*DIRECTIONS*.
Reproduce every line of the material below without changing anything.

Saved entries:
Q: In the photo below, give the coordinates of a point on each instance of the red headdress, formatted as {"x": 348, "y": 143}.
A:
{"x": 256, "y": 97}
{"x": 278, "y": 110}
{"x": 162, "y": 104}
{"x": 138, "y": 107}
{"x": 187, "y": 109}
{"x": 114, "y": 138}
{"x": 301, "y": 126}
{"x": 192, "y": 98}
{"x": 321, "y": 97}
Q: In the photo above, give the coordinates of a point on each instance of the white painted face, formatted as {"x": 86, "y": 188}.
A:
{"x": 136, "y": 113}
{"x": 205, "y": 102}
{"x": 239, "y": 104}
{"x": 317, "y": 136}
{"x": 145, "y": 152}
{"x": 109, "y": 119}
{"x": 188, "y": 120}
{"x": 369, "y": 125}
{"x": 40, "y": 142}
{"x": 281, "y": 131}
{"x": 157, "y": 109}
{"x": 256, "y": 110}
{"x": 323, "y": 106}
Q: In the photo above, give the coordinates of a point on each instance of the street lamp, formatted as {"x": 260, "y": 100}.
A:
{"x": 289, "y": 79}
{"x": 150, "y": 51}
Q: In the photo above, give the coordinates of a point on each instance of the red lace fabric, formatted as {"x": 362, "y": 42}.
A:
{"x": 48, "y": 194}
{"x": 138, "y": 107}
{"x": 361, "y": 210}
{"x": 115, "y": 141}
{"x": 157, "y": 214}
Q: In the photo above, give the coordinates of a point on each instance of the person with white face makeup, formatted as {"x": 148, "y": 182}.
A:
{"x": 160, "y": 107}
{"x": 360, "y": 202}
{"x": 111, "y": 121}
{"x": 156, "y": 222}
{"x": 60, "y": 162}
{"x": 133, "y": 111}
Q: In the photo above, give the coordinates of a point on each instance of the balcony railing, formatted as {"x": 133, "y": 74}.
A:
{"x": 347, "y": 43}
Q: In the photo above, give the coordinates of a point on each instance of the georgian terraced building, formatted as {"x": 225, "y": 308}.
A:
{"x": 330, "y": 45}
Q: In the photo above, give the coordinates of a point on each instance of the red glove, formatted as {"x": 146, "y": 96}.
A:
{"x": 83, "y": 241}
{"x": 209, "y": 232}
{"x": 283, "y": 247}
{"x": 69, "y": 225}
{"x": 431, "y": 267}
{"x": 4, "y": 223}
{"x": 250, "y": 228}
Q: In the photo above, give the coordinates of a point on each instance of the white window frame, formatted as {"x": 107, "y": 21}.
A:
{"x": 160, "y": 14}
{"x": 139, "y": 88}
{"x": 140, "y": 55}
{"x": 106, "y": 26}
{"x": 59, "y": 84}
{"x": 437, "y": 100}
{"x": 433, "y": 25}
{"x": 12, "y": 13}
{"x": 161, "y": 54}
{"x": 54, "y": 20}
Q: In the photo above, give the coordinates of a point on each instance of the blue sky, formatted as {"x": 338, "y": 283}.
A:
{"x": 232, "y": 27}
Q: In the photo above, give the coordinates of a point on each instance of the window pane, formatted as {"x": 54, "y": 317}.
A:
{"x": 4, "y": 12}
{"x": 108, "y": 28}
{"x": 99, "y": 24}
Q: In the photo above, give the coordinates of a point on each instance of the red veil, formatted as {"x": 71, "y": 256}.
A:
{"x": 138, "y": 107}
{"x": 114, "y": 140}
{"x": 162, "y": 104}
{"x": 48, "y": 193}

*COMPLETE RESPONSE*.
Q: In the photo below, give the coordinates of a point on each instance of the red headdress, formatted as {"x": 348, "y": 143}.
A:
{"x": 256, "y": 97}
{"x": 278, "y": 110}
{"x": 162, "y": 104}
{"x": 138, "y": 107}
{"x": 187, "y": 109}
{"x": 114, "y": 138}
{"x": 301, "y": 126}
{"x": 192, "y": 98}
{"x": 321, "y": 97}
Q: In the photo above, give the coordinates of a point on each instance of the white painted face, formatted as {"x": 86, "y": 188}.
A:
{"x": 136, "y": 113}
{"x": 205, "y": 102}
{"x": 239, "y": 104}
{"x": 317, "y": 136}
{"x": 145, "y": 152}
{"x": 109, "y": 119}
{"x": 188, "y": 120}
{"x": 369, "y": 125}
{"x": 40, "y": 142}
{"x": 281, "y": 131}
{"x": 157, "y": 109}
{"x": 256, "y": 110}
{"x": 323, "y": 106}
Q: In the photo above, give the coordinates of a point on each instance of the street lamp, formatted as {"x": 260, "y": 100}.
A:
{"x": 289, "y": 79}
{"x": 150, "y": 51}
Q: In the photo above, give the coordinates of a point on each instance of the red lace fabric, formatted as {"x": 362, "y": 42}.
A:
{"x": 48, "y": 194}
{"x": 138, "y": 107}
{"x": 361, "y": 210}
{"x": 115, "y": 141}
{"x": 157, "y": 214}
Q: In the photo above, give the coordinates of a point on each instance of the person with white face makeup, formatted as {"x": 148, "y": 182}.
A:
{"x": 160, "y": 107}
{"x": 360, "y": 202}
{"x": 111, "y": 121}
{"x": 156, "y": 222}
{"x": 60, "y": 162}
{"x": 133, "y": 111}
Q: In the photo above, give the coordinates of a point on each instance of the balcony railing, formatted as {"x": 133, "y": 74}.
A:
{"x": 347, "y": 43}
Q: In the photo above, give the coordinates of a point on each instance of the georgian terraced building, formatted as {"x": 225, "y": 308}.
A:
{"x": 330, "y": 45}
Q: In the photo above, give the coordinates of a point on each instance of the red glove, formatted as {"x": 146, "y": 96}.
A:
{"x": 83, "y": 241}
{"x": 209, "y": 232}
{"x": 283, "y": 247}
{"x": 69, "y": 225}
{"x": 431, "y": 267}
{"x": 4, "y": 223}
{"x": 250, "y": 228}
Q: In the photo above, give the coordinates of a point on each instance of the white window frame, formatted as {"x": 107, "y": 21}.
A:
{"x": 160, "y": 14}
{"x": 139, "y": 88}
{"x": 140, "y": 55}
{"x": 106, "y": 26}
{"x": 59, "y": 84}
{"x": 437, "y": 100}
{"x": 433, "y": 25}
{"x": 12, "y": 13}
{"x": 161, "y": 54}
{"x": 54, "y": 20}
Q: In the photo above, give the coordinates of a point on each instance of the blue sky, formatted as {"x": 338, "y": 283}.
A:
{"x": 232, "y": 27}
Q: In the photo above, give the coordinates of a point on each instance of the window pane, formatted as {"x": 54, "y": 317}.
A:
{"x": 4, "y": 12}
{"x": 108, "y": 28}
{"x": 99, "y": 24}
Q: In the photo above, give the coordinates of a point on each instance of the red veil, formatted as {"x": 71, "y": 256}.
A:
{"x": 138, "y": 107}
{"x": 114, "y": 140}
{"x": 162, "y": 104}
{"x": 48, "y": 193}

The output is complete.